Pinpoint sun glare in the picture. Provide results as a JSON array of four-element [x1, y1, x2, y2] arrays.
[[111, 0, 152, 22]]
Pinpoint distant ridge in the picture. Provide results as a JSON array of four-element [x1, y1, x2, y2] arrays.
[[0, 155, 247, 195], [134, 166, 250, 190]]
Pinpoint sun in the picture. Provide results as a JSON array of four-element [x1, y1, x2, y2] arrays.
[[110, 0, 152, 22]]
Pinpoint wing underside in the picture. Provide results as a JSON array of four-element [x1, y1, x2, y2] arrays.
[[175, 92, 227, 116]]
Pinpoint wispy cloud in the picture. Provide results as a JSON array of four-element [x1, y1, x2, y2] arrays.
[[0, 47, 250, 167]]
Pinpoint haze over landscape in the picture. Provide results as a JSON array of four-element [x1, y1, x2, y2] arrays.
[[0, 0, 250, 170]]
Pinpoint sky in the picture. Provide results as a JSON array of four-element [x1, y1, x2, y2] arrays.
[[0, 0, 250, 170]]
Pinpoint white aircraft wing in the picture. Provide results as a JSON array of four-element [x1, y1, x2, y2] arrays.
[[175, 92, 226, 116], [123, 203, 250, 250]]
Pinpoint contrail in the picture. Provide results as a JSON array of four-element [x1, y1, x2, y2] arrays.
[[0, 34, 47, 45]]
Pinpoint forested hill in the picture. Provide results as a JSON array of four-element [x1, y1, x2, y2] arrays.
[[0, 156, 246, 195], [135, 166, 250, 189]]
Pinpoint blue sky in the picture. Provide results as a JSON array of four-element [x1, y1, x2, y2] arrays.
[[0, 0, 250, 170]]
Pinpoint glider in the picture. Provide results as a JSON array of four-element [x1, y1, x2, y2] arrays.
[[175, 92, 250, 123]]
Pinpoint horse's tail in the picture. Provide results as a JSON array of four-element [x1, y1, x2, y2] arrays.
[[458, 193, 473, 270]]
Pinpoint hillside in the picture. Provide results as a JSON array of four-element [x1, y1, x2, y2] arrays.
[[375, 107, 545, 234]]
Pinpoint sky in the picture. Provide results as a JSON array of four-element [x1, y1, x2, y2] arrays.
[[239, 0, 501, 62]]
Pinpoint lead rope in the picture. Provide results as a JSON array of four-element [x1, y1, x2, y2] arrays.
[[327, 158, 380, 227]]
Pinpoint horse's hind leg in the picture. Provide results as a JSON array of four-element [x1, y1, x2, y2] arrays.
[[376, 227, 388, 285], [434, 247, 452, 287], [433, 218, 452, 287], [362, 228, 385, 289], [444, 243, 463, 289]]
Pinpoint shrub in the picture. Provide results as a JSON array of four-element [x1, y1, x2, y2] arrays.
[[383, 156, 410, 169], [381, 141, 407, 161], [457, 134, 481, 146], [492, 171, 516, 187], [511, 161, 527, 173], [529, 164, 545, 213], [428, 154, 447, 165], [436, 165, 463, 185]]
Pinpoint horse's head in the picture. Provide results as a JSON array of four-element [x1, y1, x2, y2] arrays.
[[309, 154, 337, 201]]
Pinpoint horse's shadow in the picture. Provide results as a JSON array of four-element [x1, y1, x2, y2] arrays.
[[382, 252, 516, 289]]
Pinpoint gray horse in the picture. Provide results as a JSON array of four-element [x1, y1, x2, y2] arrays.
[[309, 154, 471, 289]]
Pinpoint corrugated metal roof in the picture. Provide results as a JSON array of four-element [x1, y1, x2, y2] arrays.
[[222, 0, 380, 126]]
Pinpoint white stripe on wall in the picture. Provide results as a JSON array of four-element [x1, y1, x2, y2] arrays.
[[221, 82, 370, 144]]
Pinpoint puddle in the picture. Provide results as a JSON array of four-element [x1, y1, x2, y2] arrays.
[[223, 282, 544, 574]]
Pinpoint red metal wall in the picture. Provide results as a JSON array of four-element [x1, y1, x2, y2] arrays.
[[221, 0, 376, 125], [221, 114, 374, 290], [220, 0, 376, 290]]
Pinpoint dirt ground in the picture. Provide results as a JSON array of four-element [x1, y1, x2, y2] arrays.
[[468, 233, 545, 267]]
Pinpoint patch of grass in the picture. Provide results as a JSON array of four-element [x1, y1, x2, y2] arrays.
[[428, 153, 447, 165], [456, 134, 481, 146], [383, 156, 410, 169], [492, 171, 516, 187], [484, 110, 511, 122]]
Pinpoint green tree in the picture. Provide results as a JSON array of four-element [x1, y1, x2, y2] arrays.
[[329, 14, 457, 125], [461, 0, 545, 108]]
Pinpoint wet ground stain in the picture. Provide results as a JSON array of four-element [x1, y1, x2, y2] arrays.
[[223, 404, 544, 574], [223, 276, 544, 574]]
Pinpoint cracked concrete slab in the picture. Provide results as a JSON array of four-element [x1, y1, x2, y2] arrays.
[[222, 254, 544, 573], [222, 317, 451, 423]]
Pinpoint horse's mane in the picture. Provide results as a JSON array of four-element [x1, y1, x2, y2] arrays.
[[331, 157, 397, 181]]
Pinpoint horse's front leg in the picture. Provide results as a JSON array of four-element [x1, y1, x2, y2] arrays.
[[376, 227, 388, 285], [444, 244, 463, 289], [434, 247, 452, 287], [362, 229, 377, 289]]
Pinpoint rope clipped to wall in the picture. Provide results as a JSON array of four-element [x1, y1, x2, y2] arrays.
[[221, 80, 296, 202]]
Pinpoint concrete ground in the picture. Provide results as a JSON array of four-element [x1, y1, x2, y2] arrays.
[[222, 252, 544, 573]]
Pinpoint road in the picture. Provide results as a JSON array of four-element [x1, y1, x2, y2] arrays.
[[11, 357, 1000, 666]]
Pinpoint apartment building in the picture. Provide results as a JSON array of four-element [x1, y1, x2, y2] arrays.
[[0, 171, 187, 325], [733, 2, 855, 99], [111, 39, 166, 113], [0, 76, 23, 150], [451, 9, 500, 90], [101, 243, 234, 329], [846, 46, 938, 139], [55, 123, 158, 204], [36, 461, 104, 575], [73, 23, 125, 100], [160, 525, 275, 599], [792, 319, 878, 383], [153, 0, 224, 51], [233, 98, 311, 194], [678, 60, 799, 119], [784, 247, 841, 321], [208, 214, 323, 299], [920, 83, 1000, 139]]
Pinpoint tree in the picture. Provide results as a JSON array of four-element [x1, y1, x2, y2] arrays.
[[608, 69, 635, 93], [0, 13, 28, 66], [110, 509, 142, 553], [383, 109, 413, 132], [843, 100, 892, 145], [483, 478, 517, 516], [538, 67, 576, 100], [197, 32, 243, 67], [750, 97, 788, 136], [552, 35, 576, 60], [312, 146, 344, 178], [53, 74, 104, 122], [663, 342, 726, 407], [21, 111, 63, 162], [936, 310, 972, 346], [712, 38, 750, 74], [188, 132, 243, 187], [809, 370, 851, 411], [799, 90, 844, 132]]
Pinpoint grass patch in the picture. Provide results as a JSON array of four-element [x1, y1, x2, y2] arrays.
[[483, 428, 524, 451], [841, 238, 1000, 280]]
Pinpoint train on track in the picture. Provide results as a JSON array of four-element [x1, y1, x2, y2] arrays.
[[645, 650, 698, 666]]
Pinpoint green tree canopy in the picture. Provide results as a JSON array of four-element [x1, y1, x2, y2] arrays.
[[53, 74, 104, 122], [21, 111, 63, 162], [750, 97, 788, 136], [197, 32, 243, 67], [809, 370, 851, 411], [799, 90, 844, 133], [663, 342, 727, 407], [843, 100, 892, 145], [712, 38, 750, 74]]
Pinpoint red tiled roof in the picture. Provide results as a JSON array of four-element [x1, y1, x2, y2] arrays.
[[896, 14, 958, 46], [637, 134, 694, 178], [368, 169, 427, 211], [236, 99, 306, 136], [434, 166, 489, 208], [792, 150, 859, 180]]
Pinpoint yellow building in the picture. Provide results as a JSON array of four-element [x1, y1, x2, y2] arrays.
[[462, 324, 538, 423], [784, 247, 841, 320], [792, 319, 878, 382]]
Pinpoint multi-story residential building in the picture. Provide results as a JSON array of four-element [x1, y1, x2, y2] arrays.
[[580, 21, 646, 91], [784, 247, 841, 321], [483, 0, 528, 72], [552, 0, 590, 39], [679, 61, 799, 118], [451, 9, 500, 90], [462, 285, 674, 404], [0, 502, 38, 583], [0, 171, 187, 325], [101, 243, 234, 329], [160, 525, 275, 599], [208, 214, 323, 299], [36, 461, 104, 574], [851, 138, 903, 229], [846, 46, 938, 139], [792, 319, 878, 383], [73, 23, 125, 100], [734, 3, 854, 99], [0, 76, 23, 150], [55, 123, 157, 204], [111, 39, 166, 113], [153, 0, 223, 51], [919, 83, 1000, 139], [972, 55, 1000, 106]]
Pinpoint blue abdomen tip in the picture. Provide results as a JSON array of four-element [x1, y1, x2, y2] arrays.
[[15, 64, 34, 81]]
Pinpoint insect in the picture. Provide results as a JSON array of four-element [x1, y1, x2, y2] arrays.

#### Challenge:
Scale the rows between the line holding "Pinpoint haze over" and the line holding "[[327, 158, 380, 227]]", inclusive, and give only those lines again, requests included and unchanged. Multiply every box coordinate in the answers by 0.4 and round to whole numbers, with halves rounded up.

#### Answer below:
Pinpoint haze over landscape in the picture. Provide results as a JSON array of four-element [x1, y1, x2, y2] arrays.
[[0, 0, 100, 68]]
Pinpoint sky in the picture. Provide results as a JSON array of four-element [x1, y1, x2, y2] arrays.
[[0, 0, 100, 68]]
Pinpoint white aircraft wing in the picture. Provide results as a JSON array of four-element [x1, y1, x2, y2] arrays.
[[70, 37, 90, 46], [49, 81, 100, 100]]
Pinpoint contrail in the picture. Provide results as a JSON array of four-element [x1, y1, x2, y2] arrays.
[[0, 14, 19, 18]]
Pinpoint forested hill in the picture. Provide results as a JSON array of four-element [x1, y1, x2, y2] arrays.
[[0, 62, 98, 78], [54, 66, 100, 76]]
Pinpoint blue sky in the picture. Provide results as a JSON array of four-element [x1, y1, x2, y2] arrays.
[[0, 0, 100, 68]]
Pinpoint glider in the picture. Provide results as a JSON array of four-element [x1, y1, x2, y2] arrays.
[[70, 37, 100, 49]]
Pinpoint horse's tail in the picture. Provide results as a JSON array of four-element [x1, y1, x2, y2] arrays.
[[183, 77, 189, 108]]
Pinpoint hillside in the picture. Provide results as a JSON array of four-element [x1, y1, x2, y2] arrays.
[[150, 43, 218, 94]]
Pinpoint sky in the picture. Provide results as a JSON array of four-element [x1, y1, x2, y2] arrays.
[[96, 0, 200, 25]]
Pinpoint lead rope in the picture. Provide results as a JSON array of four-element [x1, y1, x2, y2] arrays.
[[131, 63, 152, 91]]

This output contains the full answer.